**WHAT IS REQUIRED**
Transcribe the records in full.

Spatial localization data:
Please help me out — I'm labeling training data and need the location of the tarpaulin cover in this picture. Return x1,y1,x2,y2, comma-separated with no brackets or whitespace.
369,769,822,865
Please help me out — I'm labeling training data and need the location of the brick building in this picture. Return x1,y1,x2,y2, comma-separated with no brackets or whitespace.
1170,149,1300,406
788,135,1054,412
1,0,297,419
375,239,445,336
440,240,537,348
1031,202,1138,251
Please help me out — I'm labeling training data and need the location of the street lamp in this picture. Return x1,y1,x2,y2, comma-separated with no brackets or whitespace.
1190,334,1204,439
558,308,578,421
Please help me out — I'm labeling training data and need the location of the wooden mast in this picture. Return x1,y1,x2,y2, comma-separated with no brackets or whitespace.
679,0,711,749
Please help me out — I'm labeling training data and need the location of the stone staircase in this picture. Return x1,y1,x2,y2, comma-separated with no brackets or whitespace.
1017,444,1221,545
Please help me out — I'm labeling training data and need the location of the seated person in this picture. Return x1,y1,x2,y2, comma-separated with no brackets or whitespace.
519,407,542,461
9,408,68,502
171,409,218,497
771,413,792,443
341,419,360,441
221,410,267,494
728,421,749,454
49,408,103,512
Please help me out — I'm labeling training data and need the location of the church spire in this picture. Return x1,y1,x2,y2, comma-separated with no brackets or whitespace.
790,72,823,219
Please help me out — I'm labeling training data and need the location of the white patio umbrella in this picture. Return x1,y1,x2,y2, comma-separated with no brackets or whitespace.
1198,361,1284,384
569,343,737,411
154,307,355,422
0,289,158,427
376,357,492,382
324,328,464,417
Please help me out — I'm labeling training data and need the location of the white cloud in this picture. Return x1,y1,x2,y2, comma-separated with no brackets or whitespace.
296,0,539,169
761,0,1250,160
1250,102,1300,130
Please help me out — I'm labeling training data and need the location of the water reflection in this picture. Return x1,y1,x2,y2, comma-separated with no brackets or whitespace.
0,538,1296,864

**EXPECTED OUTPUT**
Please help me out — I'm labeling training data and need the location of the tarpaulin cover in this picture. Return x1,y1,x2,y2, comma-separated with no brackets or whitespace.
369,769,822,865
Please help me out — I'm labeling training data and need the location of the brick building in this picture. Return x1,y1,x2,y2, comma-separated with no brackets or whitespace.
1170,149,1300,406
788,135,1054,412
1,0,297,419
375,239,445,336
440,240,537,348
1031,202,1138,251
Please help me out — I'm labeling training data and need the location of the street lamp in this picture. Return x1,y1,x2,y2, comma-separated with no brackets or whitespace.
1190,334,1204,439
558,308,578,421
Please help me out — I'm labeling training data and need the location of the wooden mast in this picture. Return x1,y1,x2,y2, comma-separated with no brackets or whitespace.
679,0,711,749
Please help me out — I'm labeling training data and need the location of the stone staircase in this picture. Return x1,y1,x2,y2, comma-separated with no brackets or whitespace.
1017,444,1221,545
Please help me out — I'm labeling training data and need the location of the seated person in this picture. Return x1,y1,x2,y2, comma-separated with no brackets or whitespace.
519,407,542,461
9,408,68,502
171,409,218,497
771,413,792,443
341,419,360,441
221,410,267,494
728,421,749,454
49,408,103,512
Please help me out — I'm labeling training data and need the location of the church spire in this picture. Return x1,y1,x2,y2, comma-separated with no brackets or whitespace.
790,72,823,219
Please help me out — I'm labeling training data and need the location of the white patio umbrella in this picture. Return x1,y1,x2,y2, comma-separated with no brackets or whitespace.
1198,361,1284,384
569,343,737,411
154,307,355,422
0,289,158,427
376,357,492,382
324,328,464,417
Please help me out — I'm labeling training data and need the location of the white cloud in this picture. Return x1,y1,x2,y2, comma-separated with no brackets or whitespace.
296,0,539,169
761,0,1250,160
1250,102,1300,130
Please help me out — I'm labeling training data and need the location of the water reflection in this picture. Return x1,y1,x2,y2, comma-separated with no brackets or whitespace.
0,538,1296,864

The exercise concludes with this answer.